··· BRANO ESTRATTO ···

Per dire, la sera in cui a Torino – città con la quale Abbado ebbe sempre un rapporto di speciale predilezione – inaugurò l’allora nuova sala del Lingotto progettata da Renzo Piano, la sera del 6 maggio 1994. E lo fece sul podio dei “suoi” Berliner con la mahleriana Nona, monumentale e caleidoscopica partitura. E le emozioni furono enormi già a partire dalle prime note dell’Andante iniziale del quale Abbado sapeva sempre cogliere l’aspetto misterioso e onirico, quell’atmosfera come di sospensione squarciata da improvvisi clangori, le sonorità ora diafane e delicate, ora livide. Abbado della Nona – come del resto di tutto Mahler – dava una lettura analitica, ma nel contempo a tutto tondo, lontanissimo ad esempio da un Boulez, attento ai dettagli, eppure senza mai perdere di vista gli ampi orizzonti dell’intera curva espressiva della partitura. Sapeva porre in luce a meraviglia gli scuotimenti tellurici dei passi più inquietanti come i più incorporei bisbigli; e poi il senso del grottesco e quel tipico umorismo sui generis del secondo movimento, singolare mix di ritmi squadrati da danza della bassa Austria e incisi di marcia; e la frenesia motoria del vigoroso terzo tempo dalla ferrea logica contrappuntistica, con un’estrema attenzione anche alla cantabilità effusiva. Sublime la sua lettura dell’Adagio col quale di fatto Mahler prese commiato dal mondo, superbo il rilievo conferito a quei temi struggenti dal colore singolarmente malinconico, sino all’estremo approdo alle ultime misure che preconizzano il silenzio. E a quel silenzio finale Abbado giungeva con un equilibrio calibratissimo, un’esattezza quasi matematica e nel contempo con un’indicibile, trepidante partecipazione emotiva.

···

(CONSEGNA A) Traduci in inglese questa frase del brano su Abbado e la Nona di Mahler: «E a quel silenzio finale Abbado giungeva con un equilibrio calibratissimo, un’esattezza quasi matematica e nel contempo con un’indicibile, trepidante partecipazione emotiva.»

··· DATI ESTRATTI ···

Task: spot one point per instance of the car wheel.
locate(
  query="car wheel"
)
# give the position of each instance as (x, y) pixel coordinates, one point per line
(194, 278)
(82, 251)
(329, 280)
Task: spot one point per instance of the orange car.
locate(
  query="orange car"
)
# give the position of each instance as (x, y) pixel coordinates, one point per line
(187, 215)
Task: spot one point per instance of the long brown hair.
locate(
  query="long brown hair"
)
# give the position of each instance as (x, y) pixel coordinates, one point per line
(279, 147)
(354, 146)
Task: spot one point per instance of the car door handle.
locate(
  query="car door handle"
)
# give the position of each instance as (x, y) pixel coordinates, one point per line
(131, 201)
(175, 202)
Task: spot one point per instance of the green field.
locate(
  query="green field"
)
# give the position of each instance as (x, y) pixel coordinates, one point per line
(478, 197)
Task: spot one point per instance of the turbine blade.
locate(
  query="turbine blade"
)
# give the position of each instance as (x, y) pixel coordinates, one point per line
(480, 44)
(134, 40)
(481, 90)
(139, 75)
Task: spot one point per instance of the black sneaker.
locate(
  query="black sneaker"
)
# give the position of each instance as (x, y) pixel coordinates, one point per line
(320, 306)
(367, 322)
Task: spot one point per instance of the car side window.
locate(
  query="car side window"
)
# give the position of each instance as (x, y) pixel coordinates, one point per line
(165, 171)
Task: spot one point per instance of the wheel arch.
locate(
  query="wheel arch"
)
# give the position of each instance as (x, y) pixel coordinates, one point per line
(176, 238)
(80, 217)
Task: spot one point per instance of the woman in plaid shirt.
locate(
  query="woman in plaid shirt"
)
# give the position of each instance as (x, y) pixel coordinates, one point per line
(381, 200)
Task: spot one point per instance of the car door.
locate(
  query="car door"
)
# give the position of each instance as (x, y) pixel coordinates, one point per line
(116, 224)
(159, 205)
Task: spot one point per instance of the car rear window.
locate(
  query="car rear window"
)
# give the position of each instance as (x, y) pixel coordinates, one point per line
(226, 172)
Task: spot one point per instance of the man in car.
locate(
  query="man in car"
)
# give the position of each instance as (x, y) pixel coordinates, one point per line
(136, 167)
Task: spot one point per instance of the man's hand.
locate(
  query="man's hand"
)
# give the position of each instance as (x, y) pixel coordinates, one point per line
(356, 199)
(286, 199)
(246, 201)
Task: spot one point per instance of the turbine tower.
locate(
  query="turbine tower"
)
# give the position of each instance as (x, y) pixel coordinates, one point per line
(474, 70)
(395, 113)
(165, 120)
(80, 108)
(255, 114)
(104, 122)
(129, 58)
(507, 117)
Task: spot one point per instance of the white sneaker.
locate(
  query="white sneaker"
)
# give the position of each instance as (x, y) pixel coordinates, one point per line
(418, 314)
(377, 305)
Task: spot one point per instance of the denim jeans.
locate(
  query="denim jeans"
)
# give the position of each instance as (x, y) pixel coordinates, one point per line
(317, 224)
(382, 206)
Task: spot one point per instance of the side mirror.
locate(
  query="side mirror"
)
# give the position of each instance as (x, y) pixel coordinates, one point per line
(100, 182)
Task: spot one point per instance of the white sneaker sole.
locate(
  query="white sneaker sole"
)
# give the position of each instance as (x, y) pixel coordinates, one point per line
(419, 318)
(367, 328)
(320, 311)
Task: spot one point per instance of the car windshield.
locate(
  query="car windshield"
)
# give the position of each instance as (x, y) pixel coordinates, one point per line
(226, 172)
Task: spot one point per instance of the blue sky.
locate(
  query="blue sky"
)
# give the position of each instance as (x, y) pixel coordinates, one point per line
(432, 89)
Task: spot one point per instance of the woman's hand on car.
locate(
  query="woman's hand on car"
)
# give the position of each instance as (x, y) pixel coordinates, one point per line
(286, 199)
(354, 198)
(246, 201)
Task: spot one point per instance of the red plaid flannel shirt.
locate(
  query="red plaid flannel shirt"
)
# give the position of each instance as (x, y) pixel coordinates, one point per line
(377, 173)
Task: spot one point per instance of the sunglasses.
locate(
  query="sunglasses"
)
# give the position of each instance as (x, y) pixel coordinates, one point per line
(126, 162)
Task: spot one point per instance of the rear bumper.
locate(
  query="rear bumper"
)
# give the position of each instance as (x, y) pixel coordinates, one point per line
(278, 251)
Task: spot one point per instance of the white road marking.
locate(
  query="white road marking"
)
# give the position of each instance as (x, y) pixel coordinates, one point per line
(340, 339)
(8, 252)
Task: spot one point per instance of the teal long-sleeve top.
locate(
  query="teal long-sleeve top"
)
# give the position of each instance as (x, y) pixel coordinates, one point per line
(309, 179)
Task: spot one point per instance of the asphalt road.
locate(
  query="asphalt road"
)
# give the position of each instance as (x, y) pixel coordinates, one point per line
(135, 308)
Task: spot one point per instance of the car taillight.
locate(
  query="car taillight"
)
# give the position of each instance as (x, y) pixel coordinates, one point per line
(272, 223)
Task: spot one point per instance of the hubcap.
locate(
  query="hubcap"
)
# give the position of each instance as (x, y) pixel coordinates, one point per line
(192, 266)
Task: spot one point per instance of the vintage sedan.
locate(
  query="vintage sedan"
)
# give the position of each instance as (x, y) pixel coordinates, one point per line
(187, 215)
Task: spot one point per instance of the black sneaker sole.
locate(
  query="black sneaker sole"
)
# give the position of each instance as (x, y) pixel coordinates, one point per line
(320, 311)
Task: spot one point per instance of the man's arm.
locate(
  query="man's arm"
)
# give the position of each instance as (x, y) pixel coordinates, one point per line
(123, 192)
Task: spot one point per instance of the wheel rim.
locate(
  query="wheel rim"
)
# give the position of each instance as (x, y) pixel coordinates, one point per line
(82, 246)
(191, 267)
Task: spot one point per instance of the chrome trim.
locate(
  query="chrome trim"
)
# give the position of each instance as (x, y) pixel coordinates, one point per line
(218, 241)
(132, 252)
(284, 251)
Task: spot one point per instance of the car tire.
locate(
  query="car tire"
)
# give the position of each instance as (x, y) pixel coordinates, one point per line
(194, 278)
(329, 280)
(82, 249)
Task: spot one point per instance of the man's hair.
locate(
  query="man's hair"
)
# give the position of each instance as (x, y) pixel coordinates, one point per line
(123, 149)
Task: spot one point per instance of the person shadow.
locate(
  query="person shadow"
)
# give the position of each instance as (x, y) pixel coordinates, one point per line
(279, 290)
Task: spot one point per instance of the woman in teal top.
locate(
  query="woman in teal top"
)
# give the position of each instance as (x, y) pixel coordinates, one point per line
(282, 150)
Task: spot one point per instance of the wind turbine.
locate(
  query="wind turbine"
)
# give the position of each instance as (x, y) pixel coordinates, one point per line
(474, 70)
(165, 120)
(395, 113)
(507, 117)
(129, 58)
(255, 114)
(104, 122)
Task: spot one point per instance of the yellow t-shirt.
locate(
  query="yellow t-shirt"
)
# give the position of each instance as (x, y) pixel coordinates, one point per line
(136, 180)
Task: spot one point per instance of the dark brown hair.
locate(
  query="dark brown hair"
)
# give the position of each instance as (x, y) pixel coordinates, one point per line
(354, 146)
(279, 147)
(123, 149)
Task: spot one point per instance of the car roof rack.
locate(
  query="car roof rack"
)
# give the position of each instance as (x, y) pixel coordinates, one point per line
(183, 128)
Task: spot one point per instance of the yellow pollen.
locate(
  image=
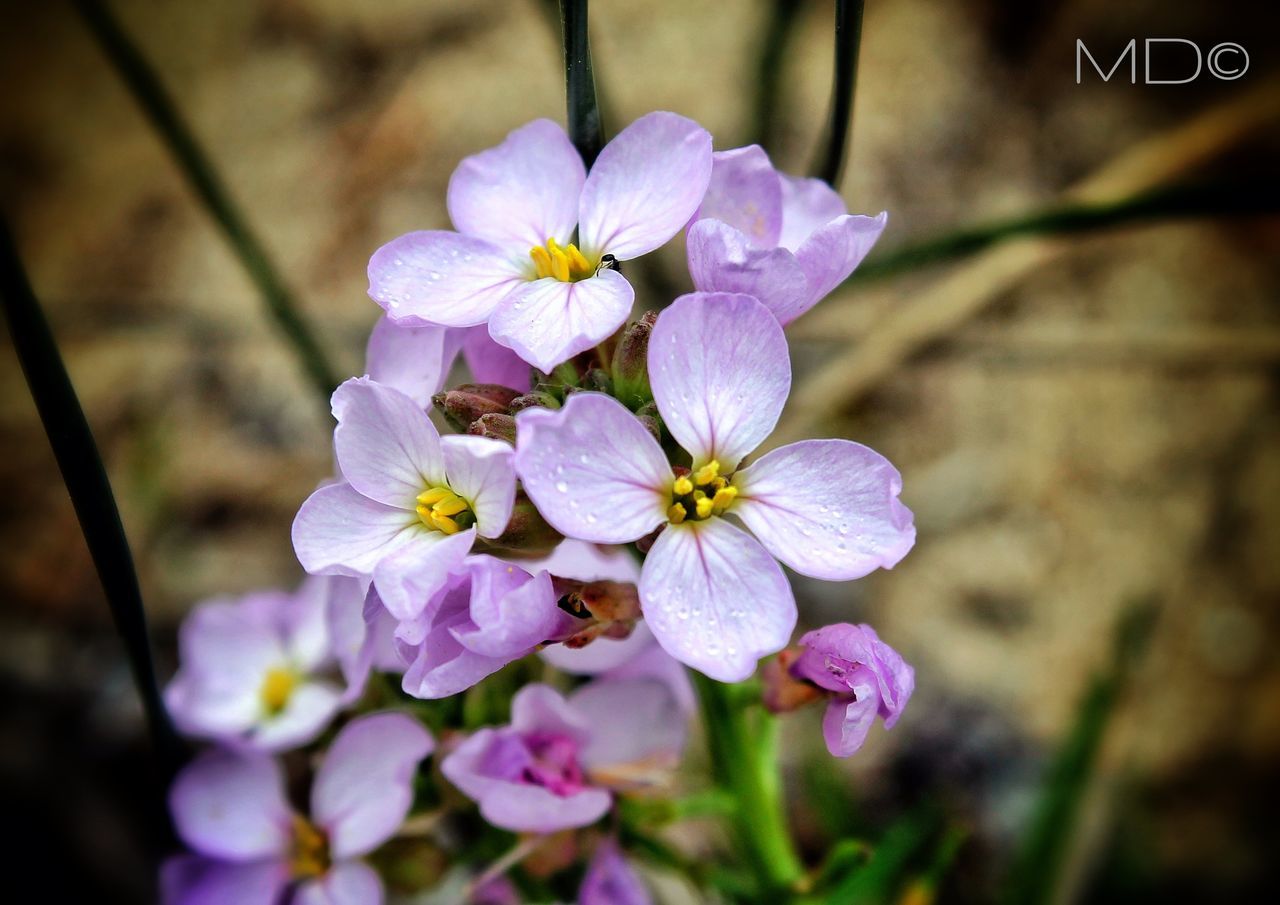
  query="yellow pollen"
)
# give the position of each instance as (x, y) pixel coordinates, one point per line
(566, 264)
(277, 686)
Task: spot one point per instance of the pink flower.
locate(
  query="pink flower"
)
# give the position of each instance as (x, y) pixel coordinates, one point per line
(255, 670)
(782, 240)
(411, 502)
(511, 263)
(865, 677)
(553, 767)
(712, 594)
(251, 846)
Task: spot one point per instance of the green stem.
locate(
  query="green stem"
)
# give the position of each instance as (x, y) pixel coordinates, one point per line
(144, 82)
(743, 748)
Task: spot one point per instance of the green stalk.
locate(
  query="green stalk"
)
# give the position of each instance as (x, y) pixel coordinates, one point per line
(744, 763)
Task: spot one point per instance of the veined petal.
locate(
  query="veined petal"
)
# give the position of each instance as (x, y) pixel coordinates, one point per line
(437, 277)
(548, 321)
(593, 470)
(716, 599)
(745, 193)
(365, 785)
(521, 192)
(721, 259)
(388, 448)
(827, 508)
(644, 186)
(721, 374)
(232, 807)
(833, 251)
(341, 531)
(483, 472)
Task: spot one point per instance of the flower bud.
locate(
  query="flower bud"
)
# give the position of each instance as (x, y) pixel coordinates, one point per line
(466, 403)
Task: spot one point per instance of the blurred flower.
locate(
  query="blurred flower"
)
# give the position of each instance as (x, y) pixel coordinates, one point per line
(554, 766)
(864, 676)
(784, 240)
(251, 848)
(252, 670)
(512, 261)
(411, 503)
(713, 595)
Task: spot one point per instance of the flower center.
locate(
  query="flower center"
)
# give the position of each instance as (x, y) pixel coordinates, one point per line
(309, 853)
(567, 264)
(700, 494)
(442, 510)
(277, 686)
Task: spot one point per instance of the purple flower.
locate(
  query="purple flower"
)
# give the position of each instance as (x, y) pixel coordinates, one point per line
(865, 676)
(487, 615)
(786, 241)
(251, 848)
(552, 768)
(254, 670)
(411, 502)
(511, 263)
(712, 594)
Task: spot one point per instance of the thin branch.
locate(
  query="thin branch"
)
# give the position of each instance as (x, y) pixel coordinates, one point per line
(144, 83)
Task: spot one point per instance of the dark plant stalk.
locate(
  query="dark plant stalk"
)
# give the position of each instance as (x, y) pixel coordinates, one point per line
(849, 32)
(87, 484)
(583, 109)
(145, 85)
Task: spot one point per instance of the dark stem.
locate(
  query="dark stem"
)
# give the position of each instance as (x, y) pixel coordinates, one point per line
(584, 112)
(849, 32)
(144, 82)
(88, 488)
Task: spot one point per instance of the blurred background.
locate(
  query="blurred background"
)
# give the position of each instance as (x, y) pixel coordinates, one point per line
(1086, 421)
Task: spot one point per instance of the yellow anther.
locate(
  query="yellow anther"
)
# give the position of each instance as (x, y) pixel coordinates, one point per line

···

(CONSEGNA B) Individua tutte le righe riportate sopra che contengono la parola “sole”, rispettando maiuscole e minuscole.

(SOLUZIONE A) And Abbado reached that final silence with a finely calibrated balance, an almost mathematical precision, and at the same time an inexpressible, trembling emotional involvement.

(SOLUZIONE B)
Task: spot one point per instance of the white sneaker sole.
  query="white sneaker sole"
Task: spot one point per instance of the black sneaker sole.
  query="black sneaker sole"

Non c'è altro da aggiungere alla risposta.